Stat 11
February 12, 2006
Homework #3 - SOLUTIONS

2.14 (fuel consumption)
a. Clearly they want speed on the x-axis; to the extent there’s a cause-and-effect relationship, speed is the cause, AND, to the extent anyone would want to predict one from the other, they would start with speed. (Both are reasons for a variable to go on the horizontal axis.)
b. It’s a strong association, but not linear, or even linear-with-random-errors. That makes sense; cars are designed to operate best at a certain speed, and variation from that speed in either direction reduces fuel efficiency.
c. The variables could be described as positively associated for large x values or negatively associated for large x values, but neither characterization is right for both ranges.
d. We call it a very strong relationship (if you believe these data) because the value of x almost exactly determines the value of y. It’s just a more complicated formula than a straight line.2.32 (page 130)
2.32 (same, continued)
Also: In the scatterplot, show roughly where the regression line would be. Alas, correlation and regression are not useful tools in this situation.
The correlation is about r = -0.17. As the regression line shows, the linear part of the relationship is pretty weak, and also pretty uninformative. Adding a few more points on either side of the graph would change the sign of r, which makes it pretty useless as a summary description of this graph.
2.55 (page 149. The formulas on p. 137 should help; there is actually more information in the problem than you need.)
The slope of the regression line (of husband’s height against wife’s --- that means wife’s is on x axis) is
b = (r) ( sy/sx ) = (0.5) (2.7) / (2.5) = 0.54.
The line must go through the point (64.5, 68.5) (the “point of means”) so you can use the “point-slope method” to write the equation as
y = 68.5 + 0.54 ( x – 64.5 )
or you can just solve for a in the relationship
68.5 = a + (0.54) (64.5)
to get
a = 33.67
and make the equation
y = 33.67 + 0.54 x.
Plugging in x = 67 gives y = 69.85, so the predicted husband’s height is 69.85 when the wife’s height is 67.
2.58 (missing exams, page 149)
a. The slope of the line is b = r sy / sx = (0.6) (8 / 30 ) = 0.16. The intercept turns out to be 30.2.
b. 30.2 + 0.16(300) = 78.2 on the final.
c. r=0.6, so R2 is 0.36. That means that only 36% of the variance in final-exam scores is explained by pre-exam scores; there’s much more variation in the residuals than the predicted part. Prof. Friedman is giving Julie an average score on the final with a relatively small adjustment that, on average, covers only a small part of the actual difference. Of course the actual difference might have been positive or negative, but Julie might as well put her case for a bigger positive adjustment.
(Note: Most people, contra the author, capitalize R2 when talking about regressions, but use small r’s when talking about correlation. It’s a notational clash; in this case both r’s mean the same thing.)
2.79 (confounding variables, p. 169 --- does education make you rich?)

**DATA SHOWN**.
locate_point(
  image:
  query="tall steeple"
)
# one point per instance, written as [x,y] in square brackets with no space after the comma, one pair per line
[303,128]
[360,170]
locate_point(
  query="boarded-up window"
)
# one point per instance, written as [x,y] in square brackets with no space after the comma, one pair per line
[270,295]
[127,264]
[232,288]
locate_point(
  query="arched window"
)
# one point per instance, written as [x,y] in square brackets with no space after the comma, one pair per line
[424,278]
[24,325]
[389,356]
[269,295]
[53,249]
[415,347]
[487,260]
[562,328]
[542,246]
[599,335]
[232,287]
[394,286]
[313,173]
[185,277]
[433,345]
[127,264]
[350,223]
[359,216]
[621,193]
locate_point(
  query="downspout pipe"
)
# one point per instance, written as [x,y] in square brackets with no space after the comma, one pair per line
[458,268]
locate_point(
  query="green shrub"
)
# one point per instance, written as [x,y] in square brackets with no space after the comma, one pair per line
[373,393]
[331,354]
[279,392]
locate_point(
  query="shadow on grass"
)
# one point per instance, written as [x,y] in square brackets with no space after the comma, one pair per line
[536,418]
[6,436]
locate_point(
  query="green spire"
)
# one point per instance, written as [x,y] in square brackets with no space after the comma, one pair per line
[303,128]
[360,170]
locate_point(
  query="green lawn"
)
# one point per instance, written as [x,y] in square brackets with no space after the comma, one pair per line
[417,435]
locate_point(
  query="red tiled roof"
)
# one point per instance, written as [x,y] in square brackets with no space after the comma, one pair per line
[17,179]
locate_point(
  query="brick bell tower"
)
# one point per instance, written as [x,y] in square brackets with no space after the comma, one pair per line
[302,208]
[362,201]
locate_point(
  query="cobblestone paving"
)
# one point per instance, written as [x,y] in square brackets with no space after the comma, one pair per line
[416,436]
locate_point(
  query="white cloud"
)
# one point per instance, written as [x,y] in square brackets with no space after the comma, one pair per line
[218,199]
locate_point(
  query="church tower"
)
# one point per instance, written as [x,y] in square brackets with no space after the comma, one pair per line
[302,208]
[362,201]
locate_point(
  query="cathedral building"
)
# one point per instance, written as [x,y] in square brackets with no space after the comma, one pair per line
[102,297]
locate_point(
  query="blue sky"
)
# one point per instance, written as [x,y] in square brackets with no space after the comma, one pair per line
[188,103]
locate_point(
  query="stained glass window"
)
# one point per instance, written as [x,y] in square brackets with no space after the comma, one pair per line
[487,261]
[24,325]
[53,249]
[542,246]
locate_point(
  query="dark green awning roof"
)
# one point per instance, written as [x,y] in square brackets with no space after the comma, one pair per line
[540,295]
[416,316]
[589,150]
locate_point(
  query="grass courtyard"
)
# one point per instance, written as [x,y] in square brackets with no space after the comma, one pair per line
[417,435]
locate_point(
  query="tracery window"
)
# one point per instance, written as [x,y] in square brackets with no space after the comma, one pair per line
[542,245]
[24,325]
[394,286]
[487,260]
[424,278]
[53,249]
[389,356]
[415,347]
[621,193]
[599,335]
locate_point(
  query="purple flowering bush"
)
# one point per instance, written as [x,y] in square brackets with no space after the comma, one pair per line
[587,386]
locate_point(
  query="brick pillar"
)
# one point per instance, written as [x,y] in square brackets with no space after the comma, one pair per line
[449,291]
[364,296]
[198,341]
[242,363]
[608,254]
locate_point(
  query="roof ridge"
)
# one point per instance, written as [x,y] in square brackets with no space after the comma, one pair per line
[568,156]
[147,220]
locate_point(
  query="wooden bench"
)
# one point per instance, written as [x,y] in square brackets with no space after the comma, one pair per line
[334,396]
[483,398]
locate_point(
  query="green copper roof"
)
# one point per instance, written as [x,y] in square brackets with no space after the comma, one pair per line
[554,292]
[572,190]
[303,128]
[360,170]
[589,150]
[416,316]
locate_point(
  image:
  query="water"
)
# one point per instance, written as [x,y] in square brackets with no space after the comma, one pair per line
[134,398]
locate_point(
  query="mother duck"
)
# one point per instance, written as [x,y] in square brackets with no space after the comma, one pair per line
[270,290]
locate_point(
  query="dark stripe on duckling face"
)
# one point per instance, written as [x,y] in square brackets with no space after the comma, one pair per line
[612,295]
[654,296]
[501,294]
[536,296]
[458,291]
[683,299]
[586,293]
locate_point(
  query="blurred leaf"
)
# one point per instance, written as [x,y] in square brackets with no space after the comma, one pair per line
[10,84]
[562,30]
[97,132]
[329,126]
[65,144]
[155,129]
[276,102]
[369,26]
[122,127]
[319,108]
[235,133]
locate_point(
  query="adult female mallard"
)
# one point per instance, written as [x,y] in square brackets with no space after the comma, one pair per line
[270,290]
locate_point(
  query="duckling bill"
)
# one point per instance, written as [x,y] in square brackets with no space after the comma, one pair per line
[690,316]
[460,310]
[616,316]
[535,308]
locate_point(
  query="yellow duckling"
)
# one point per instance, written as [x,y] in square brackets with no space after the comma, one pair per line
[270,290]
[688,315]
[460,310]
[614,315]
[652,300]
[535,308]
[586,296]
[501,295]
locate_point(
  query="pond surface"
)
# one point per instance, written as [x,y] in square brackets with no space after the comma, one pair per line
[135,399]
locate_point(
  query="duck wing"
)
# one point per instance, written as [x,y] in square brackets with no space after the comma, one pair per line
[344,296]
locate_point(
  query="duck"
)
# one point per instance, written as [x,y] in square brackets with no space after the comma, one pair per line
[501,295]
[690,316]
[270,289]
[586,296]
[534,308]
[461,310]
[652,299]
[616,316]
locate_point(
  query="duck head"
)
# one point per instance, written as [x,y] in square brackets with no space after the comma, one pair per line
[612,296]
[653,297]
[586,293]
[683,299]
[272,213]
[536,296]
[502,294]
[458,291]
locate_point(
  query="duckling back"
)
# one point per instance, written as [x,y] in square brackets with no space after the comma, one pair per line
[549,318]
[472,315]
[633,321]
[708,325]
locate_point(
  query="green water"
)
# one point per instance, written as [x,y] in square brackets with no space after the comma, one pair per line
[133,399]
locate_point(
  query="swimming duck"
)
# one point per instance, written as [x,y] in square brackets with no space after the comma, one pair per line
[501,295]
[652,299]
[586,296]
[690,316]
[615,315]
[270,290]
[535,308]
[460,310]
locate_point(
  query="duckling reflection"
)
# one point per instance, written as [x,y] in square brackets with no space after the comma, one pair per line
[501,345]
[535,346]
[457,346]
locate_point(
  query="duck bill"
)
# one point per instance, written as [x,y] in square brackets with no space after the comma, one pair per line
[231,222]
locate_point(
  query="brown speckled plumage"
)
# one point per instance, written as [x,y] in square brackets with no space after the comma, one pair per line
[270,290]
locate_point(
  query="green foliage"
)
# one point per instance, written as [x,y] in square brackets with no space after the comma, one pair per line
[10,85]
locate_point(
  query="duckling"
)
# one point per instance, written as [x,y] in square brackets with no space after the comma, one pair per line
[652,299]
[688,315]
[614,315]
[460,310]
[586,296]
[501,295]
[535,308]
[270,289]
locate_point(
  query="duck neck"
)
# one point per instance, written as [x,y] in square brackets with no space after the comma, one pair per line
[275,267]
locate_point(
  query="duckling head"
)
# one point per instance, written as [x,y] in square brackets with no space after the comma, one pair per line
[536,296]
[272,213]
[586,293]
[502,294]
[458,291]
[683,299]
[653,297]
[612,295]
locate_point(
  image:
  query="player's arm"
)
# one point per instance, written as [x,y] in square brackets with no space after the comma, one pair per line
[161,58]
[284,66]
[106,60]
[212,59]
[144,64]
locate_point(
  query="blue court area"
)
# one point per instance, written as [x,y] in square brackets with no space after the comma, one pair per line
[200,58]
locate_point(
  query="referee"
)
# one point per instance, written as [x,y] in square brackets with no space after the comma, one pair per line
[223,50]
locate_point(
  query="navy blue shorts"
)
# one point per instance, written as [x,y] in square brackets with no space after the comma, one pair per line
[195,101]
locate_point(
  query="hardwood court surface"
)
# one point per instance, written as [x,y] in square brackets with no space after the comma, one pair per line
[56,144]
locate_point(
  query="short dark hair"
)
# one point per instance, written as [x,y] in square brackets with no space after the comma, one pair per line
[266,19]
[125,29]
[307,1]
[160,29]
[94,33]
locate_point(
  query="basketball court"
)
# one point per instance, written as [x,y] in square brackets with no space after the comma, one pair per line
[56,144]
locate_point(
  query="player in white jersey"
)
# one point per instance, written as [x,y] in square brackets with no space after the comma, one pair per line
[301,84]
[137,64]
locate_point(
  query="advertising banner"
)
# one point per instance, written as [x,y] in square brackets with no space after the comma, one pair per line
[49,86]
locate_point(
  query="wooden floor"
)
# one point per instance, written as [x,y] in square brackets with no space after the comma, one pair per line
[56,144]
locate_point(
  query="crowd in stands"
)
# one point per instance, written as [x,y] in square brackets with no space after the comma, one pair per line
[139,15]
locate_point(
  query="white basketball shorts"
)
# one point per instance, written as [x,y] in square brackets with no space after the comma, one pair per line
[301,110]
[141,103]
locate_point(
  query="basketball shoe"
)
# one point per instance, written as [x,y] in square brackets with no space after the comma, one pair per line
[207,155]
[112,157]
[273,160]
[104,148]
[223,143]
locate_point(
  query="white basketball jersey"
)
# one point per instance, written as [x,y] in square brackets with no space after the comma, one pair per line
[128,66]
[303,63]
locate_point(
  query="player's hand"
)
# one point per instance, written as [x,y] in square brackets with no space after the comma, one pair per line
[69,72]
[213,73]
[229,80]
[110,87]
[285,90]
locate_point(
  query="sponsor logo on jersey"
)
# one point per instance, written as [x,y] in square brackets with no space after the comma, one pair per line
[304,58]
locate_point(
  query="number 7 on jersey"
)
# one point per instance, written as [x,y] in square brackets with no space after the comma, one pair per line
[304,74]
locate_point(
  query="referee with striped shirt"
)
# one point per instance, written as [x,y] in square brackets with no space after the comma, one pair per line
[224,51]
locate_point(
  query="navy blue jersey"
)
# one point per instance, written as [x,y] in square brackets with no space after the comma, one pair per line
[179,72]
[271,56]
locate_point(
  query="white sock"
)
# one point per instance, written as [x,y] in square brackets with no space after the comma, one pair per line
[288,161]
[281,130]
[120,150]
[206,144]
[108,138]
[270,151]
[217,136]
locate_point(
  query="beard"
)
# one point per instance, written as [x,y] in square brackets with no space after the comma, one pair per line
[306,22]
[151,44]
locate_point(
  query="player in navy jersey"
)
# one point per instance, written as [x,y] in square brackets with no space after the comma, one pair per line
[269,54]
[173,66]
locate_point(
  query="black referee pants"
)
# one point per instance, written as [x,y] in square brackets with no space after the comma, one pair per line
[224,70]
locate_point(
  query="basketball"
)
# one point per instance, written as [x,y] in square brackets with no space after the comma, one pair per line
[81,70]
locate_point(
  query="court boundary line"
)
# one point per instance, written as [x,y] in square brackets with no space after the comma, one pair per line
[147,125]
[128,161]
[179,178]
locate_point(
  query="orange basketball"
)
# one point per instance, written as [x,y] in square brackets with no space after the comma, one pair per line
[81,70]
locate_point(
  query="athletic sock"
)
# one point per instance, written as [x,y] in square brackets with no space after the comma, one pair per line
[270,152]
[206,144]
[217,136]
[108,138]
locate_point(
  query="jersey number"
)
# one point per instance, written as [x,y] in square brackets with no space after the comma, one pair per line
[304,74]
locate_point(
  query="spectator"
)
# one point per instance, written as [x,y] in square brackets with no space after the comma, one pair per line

**REQUIRED ACTIONS**.
- 1) In the statistics homework solutions, what intercept is found for the regression line of husband's height against wife's height?
- 2) Return the passage of the statistics homework solutions from "b. 30.2 + 0.16(300)" up to and including "bigger positive adjustment.", copied word for word.
- 3) Write the next part of the statistics homework solutions, picking up right after their last line.

**ANSWERS IN ORDER**.
- 1) a = 33.67

- 2)
b. 30.2 + 0.16(300) = 78.2 on the final.
c. r=0.6, so R2 is 0.36. That means that only 36% of the variance in final-exam scores is explained by pre-exam scores; there’s much more variation in the residuals than the predicted part. Prof. Friedman is giving Julie an average score on the final with a relatively small adjustment that, on average, covers only a small part of the actual difference. Of course the actual difference might have been positive or negative, but Julie might as well put her case for a bigger positive adjustment.

- 3)
Discussed in class --- economists fall into two groups, and the better-educated group earns less. But for the full story, you have to look at the groups separately.
3.6 (p. 197 – more confounding variables)
Also discussed in class --- women who took estrogen during the observational study are richer and more health-conscious (or at least they might be) so we can’t tell whether their better heart health was caused by the estrogen or by those (possible) confounding variables. The experiment doesn’t have this defect (although experiments like this are hard; there might well be other defects).
3.7 (p. 198 – still more confounding variables)
Wine drinkers are (or might be) more affluent as a group than other people, and that might account for slightly better health statistics.
Also one more problem, modified from an earlier edition of the text:
Problem A: The Joy of Extrapolation. Here is a table showing the number of Americans living on farms, by year. (Numbers of people are in millions.)
1935 1940 1945 1950 1955 1960 1965 1970 1975 1980
32.1 30.5 24.4 23.0 19.1 15.6 12.4 9.7 8.9 7.2
a. Using any software package, construct a scatterplot and find the least-squares
regression line. (The Excel graphics package is good enough. Or, do it
all by hand if you like.)

b. Based on the regression line, what is the predicted number of Americans
living on farms in the year 1985 ?
1166.9 – 0.5868 (1985) = about 2.1 million
c. Based on the regression line, what is the predicted number of Americans
living on farms in the year 2005 ?
1166.9 – 0.5868 (2005) = about MINUS 9.6 million. Not likely right; this trend couldn’t have continued linearly at this rate.
Note: Using 4-digit years in this case is begging for rounding errors. I should have numbered years from 1900, or 1935, or even 2000. The results would have been the same, but calculations would be more accurate. (The problem is that even four digits of that coefficient, -0.5868, might not be enough when it’s getting multiplied by numbers around 2000.)
(end)